Text to read
———

PONTE VEDRA BEACH, Fla. — When you’ve won 10 times — and amassed 42 top-10 finishes in the last five years — you expect to have positive memories to draw upon at almost every PGA Tour stop. Justin Rose certainly enjoys that at the majors — he’s had three second-place finishes in the last few years — but TPC Sawgrass has been much less fertile terrain for the former U.S. Open champion.
Rose will make his 16th consecutive start this week at The Players Championship, where he has recorded just one top-10 finish. That was a tie for fourth five years ago. He has logged just one other top 20. It’s an unusually spartan record for a man who hasn’t been outside the top two slots in the world golf ranking since last summer.
One possible explanation is that TPC Sawgrass — unlike so many venues on Tour — hasn’t offered preferential treatment to the game’s longest hitters, whose ranks include Rose.
“I think that’s the beauty of this golf course is that it suits everybody. It suits all different types of game, which I think is fantastic to have a championship played that suits the whole Tour,” Rose said Tuesday. “If this was a modern style golf course where every carry was 300 and things widened out, it would be frustrating for 40 percent of the field.
“I don’t think any one of the PGA Tour players that are here this week is frustrated by this golf course. I think everybody gets here thinking, I’ve got a good chance to win.”
The roll call of winners at The Players over the last decade supports his thesis: it includes bombers like Tiger Woods and Jason Day but also comparative short-ballers like Matt Kuchar and defending champion Webb Simpson. Pete Dye’s infamously demanding layout has made this the only significant tournament that has frequently given shorter hitters a fighting chance.
“I think the top players in the world these days are the guys who are hitting it generally a lot further than most, so you might run into six, seven, eight nine venues a year where you’re playing against guys who just maybe can’t beat you based on their skill set versus yours,” Rose said. “This golf course allows everybody that chance to win.”
Not everyone is convinced that will remain the case now that The Players has moved back to March after a decade of being played in May, when the course was firmer and permitted lesser mortals on the PGA Tour to get added distance with roll. A combination of hurting winds on key holes and a softer golf course could turn The Players into another long ball cakewalk.

———

Data section
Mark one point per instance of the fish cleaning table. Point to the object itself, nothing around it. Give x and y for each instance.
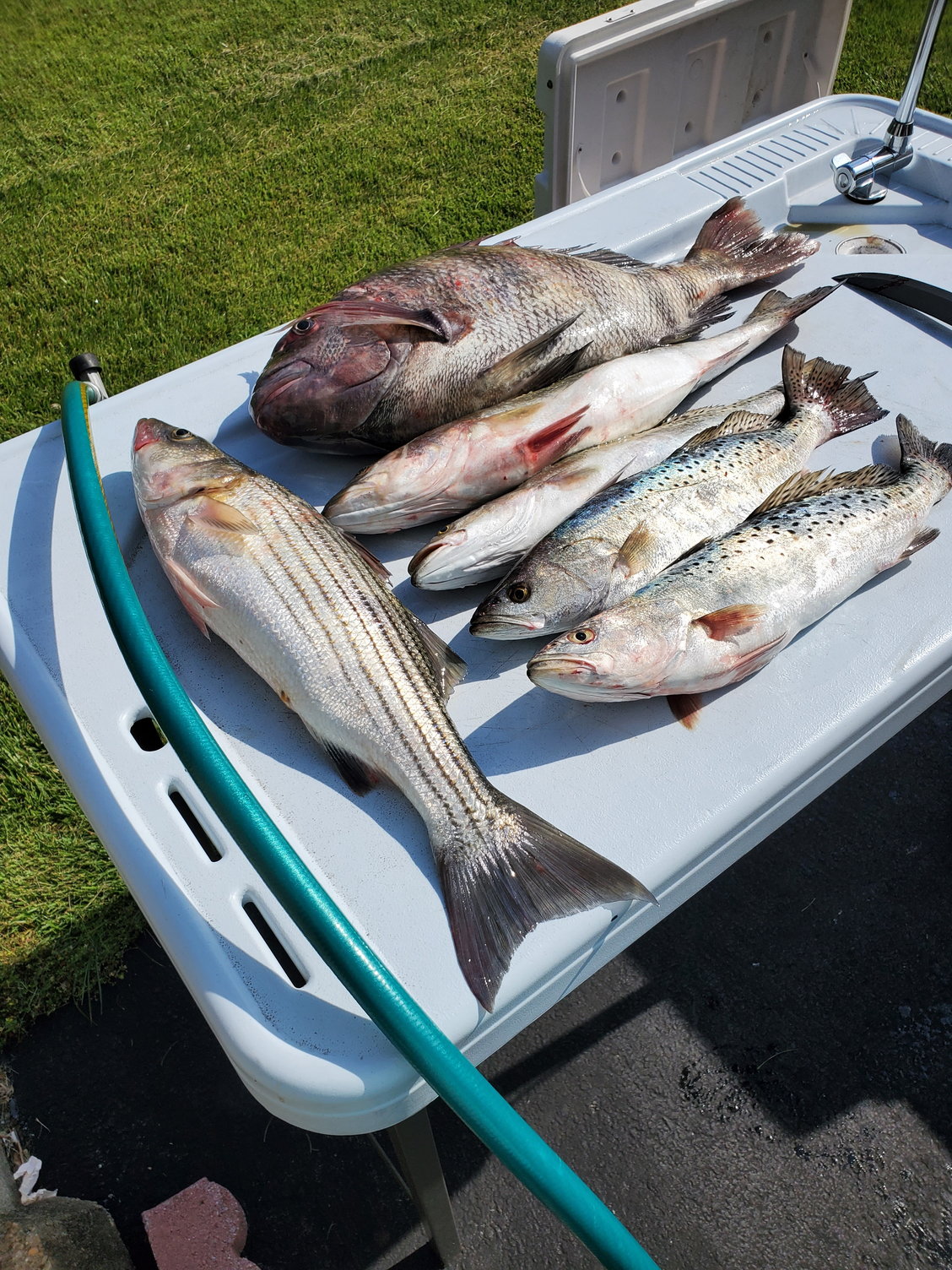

———

Work instructions
**1.** Repeat the stretch of the Players Championship article from "Not everyone is" through "long ball cakewalk.", word for word.
**2.** Pick up the Players Championship article after its last sentence and keep writing it.
The material shown here comes from a different source than the Players Championship article.

Task-by-task outputs
**1.**
Not everyone is convinced that will remain the case now that The Players has moved back to March after a decade of being played in May, when the course was firmer and permitted lesser mortals on the PGA Tour to get added distance with roll. A combination of hurting winds on key holes and a softer golf course could turn The Players into another long ball cakewalk.

**2.**
On paper, Rose would seem to match an identikit profile for a winner here. For the last five seasons, the Englishman has ranked in the upper echelon of the Strokes Gained: Tee to Green category — no small matter on a course that prizes ballstriking. Drill deeper into Rose’s statistical performance though and numbers emerge that might explain his lack of success at TPC Sawgrass.
In three of the last five seasons he has failed to break the top 110 in Driving Accuracy, and his early returns this season aren’t encouraging. He is currently tied for 102nd in that category, and tied for 161st in Greens in Regulation.
Rose won the Farmers Insurance Open at Torrey Pines in January, but his form since then has been unimpressive. He missed the cut in the controversial Saudi International on the European Tour and on his return stateside at last week’s Arnold Palmer Invitational, he slumped to a 77-75 weekend. That T63 finish at Bay Hill was his worst result in a made cut in nearly two years. When the new world ranking was released on Monday, Rose had slipped to No. 2 behind Dustin Johnson.
“Everything was a little off. Didn’t read the greens well, didn’t putt it badly, but just didn’t read the greens well, didn’t see the ball going in, which is not a good start. Few things to work on. But that’s not necessarily a bad thing,” he said of his struggles. Some of that, he insisted, owes to a scheduled break.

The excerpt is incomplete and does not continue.